**ARTICLE**
Workers have no reason to feel sorry for Valls who lost the primary organized by the Socialist Party (PS). As Minister of the Interior, Valls aped Sarkozy's strong-arm approach and, as Prime Minister, he implemented an outright anti-working class policy. In collaboration with Holland, he handed out all kinds of gifts to the bosses: the Competitiveness and Job Creation Tax Break, the Labor Law and other measures like the generalization of Sunday work. His arrogance towards the workers was as blatant as his servility towards the rich.
Valls' disrepute was beneficial to his rival. Hamon has promised to create a 750-euro universal income by 2022. He presents this as progress after endless years of massive unemployment and growing poverty. But 750 euros are not enough to pull people out of poverty! And workers don't want handouts: they want decent jobs and salaries.
According to Hamon, robotization is bound to make jobs rare. Yet, if society was organized to satisfy the majority, robotization could mean fewer working hours and better wages. But the capitalist system uses technological breakthroughs to increase profits, not to improve the workers' living conditions. Breaking with that logic is something Hamon can't even conceive, since he doesn't call capitalist exploitation into question.

Shape annotation records:
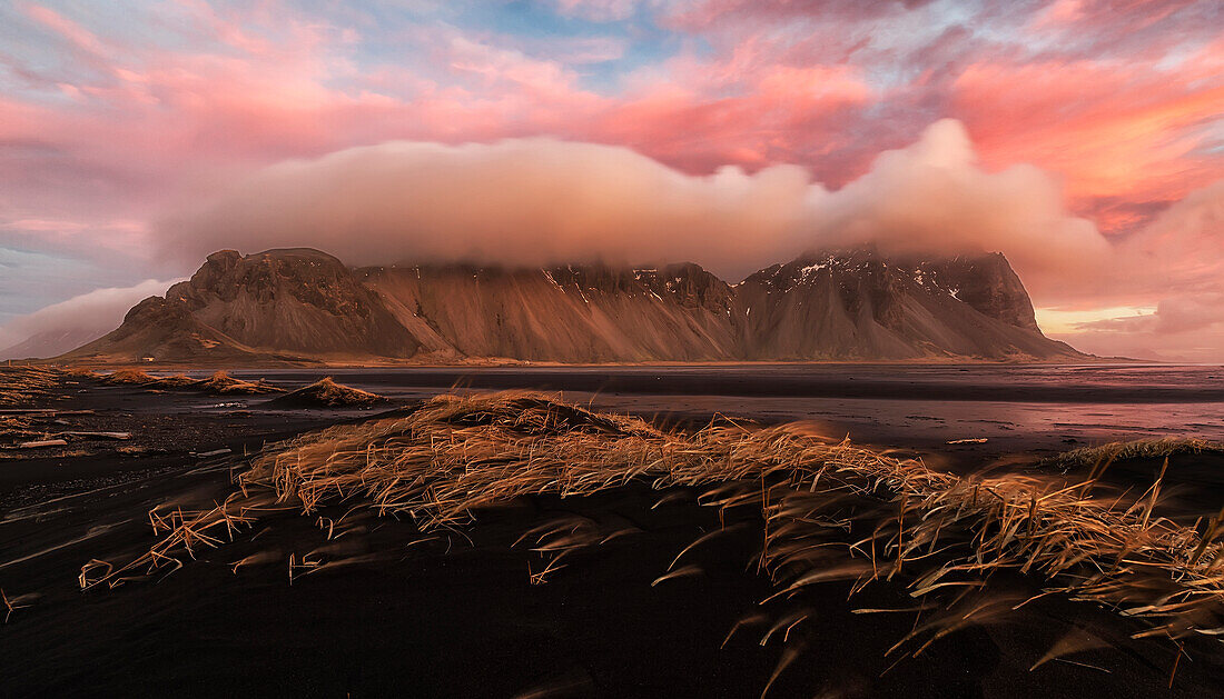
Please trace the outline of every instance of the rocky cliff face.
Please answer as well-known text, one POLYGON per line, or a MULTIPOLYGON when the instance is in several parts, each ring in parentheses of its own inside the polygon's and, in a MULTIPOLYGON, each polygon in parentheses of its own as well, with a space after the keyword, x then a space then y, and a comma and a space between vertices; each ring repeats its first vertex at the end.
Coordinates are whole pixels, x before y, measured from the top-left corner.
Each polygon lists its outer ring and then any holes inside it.
POLYGON ((237 342, 307 354, 411 357, 420 343, 334 257, 307 248, 208 255, 166 292, 237 342))
POLYGON ((718 360, 734 353, 731 287, 698 265, 359 274, 441 356, 596 363, 718 360))
POLYGON ((803 255, 736 287, 753 359, 1056 359, 999 254, 905 260, 864 247, 803 255))
POLYGON ((1040 334, 1002 255, 898 260, 871 248, 731 286, 661 269, 349 269, 311 249, 209 255, 190 281, 69 357, 454 362, 1072 359, 1040 334))

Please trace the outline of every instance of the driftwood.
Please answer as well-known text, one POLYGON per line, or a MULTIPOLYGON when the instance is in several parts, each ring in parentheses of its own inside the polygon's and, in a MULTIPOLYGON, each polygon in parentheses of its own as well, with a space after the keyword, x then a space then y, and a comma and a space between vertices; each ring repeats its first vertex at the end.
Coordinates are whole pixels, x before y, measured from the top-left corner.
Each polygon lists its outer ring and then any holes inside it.
POLYGON ((94 437, 94 439, 114 439, 114 440, 129 440, 132 439, 132 433, 82 433, 82 431, 66 431, 56 433, 51 436, 80 436, 80 437, 94 437))
POLYGON ((67 440, 44 439, 38 441, 23 441, 17 444, 17 448, 38 448, 40 446, 69 446, 67 440))

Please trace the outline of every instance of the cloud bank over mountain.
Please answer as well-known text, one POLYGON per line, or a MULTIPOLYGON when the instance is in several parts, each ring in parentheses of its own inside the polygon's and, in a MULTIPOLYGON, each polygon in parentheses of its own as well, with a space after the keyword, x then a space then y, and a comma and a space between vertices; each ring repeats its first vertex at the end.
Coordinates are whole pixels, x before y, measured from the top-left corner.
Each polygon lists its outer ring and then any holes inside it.
POLYGON ((162 224, 166 249, 310 246, 350 264, 692 260, 728 279, 823 247, 1000 251, 1038 293, 1111 254, 1054 178, 980 167, 942 120, 830 191, 796 165, 688 175, 627 148, 543 138, 390 142, 268 167, 162 224), (1032 280, 1032 281, 1031 281, 1032 280))

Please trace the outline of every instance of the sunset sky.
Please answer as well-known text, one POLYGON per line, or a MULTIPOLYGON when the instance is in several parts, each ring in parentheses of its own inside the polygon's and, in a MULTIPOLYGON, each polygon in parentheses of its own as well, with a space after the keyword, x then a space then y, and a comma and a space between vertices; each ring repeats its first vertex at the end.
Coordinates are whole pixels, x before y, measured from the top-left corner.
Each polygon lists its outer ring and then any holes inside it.
POLYGON ((218 247, 738 281, 845 231, 1224 360, 1224 4, 0 0, 0 347, 218 247))

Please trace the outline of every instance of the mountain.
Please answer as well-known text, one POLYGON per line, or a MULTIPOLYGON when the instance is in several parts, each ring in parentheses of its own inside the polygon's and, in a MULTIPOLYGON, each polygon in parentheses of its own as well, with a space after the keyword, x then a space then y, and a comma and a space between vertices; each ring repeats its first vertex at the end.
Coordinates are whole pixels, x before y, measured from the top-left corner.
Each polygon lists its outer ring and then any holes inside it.
POLYGON ((871 248, 808 254, 736 287, 747 359, 1075 357, 1042 335, 999 253, 885 259, 871 248))
POLYGON ((62 358, 561 363, 1071 360, 1001 254, 812 253, 728 285, 695 264, 351 269, 326 253, 222 251, 62 358))
POLYGON ((105 330, 98 331, 92 328, 56 328, 54 330, 44 330, 0 350, 0 360, 54 357, 73 347, 80 347, 84 342, 102 337, 105 334, 105 330))

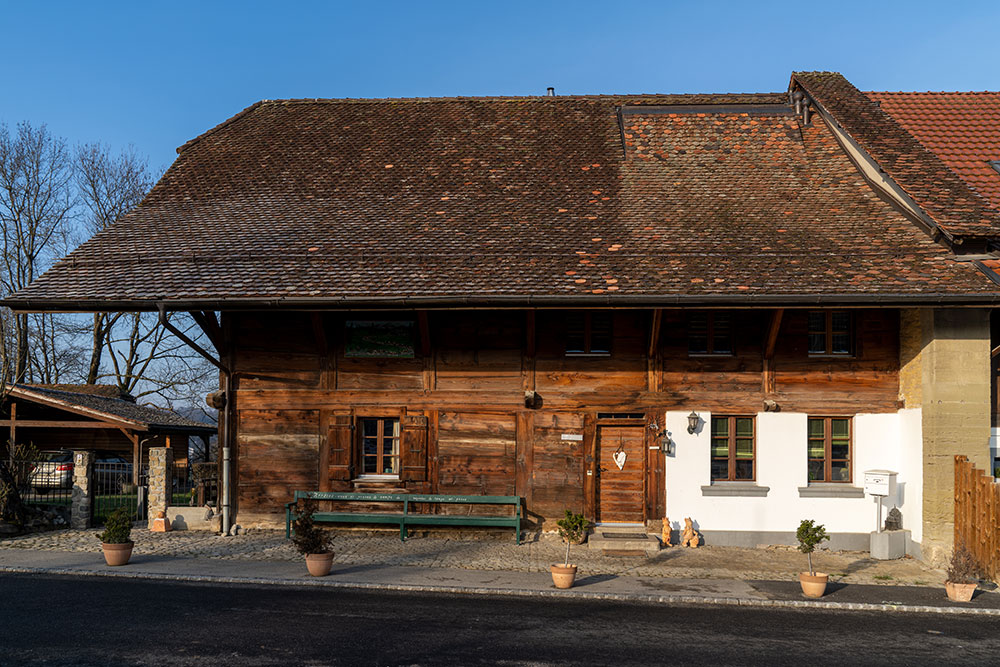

**WRITTEN INSTRUCTION A**
Write out the passage of the article from "Workers have no" up to and including "jobs and salaries.".
**WRITTEN INSTRUCTION B**
Put the lines of the records into a numbered list, running from the start of the records up to and including the line with "POLYGON ((1040 334, 1002", and omit blank lines. Leave any pictures out of the answer.
The article and the records have no connection to each other.

**FINISHED ANSWER A**
Workers have no reason to feel sorry for Valls who lost the primary organized by the Socialist Party (PS). As Minister of the Interior, Valls aped Sarkozy's strong-arm approach and, as Prime Minister, he implemented an outright anti-working class policy. In collaboration with Holland, he handed out all kinds of gifts to the bosses: the Competitiveness and Job Creation Tax Break, the Labor Law and other measures like the generalization of Sunday work. His arrogance towards the workers was as blatant as his servility towards the rich.
Valls' disrepute was beneficial to his rival. Hamon has promised to create a 750-euro universal income by 2022. He presents this as progress after endless years of massive unemployment and growing poverty. But 750 euros are not enough to pull people out of poverty! And workers don't want handouts: they want decent jobs and salaries.

**FINISHED ANSWER B**
1. Please trace the outline of every instance of the rocky cliff face.
2. Please answer as well-known text, one POLYGON per line, or a MULTIPOLYGON when the instance is in several parts, each ring in parentheses of its own inside the polygon's and, in a MULTIPOLYGON, each polygon in parentheses of its own as well, with a space after the keyword, x then a space then y, and a comma and a space between vertices; each ring repeats its first vertex at the end.
3. Coordinates are whole pixels, x before y, measured from the top-left corner.
4. Each polygon lists its outer ring and then any holes inside it.
5. POLYGON ((237 342, 307 354, 411 357, 420 343, 334 257, 307 248, 208 255, 166 292, 237 342))
6. POLYGON ((718 360, 734 353, 731 287, 698 265, 359 274, 441 356, 596 363, 718 360))
7. POLYGON ((803 255, 736 287, 753 359, 1056 359, 999 254, 905 260, 864 247, 803 255))
8. POLYGON ((1040 334, 1002 255, 898 260, 871 248, 731 286, 661 269, 349 269, 311 249, 209 255, 190 281, 69 357, 454 362, 1072 359, 1040 334))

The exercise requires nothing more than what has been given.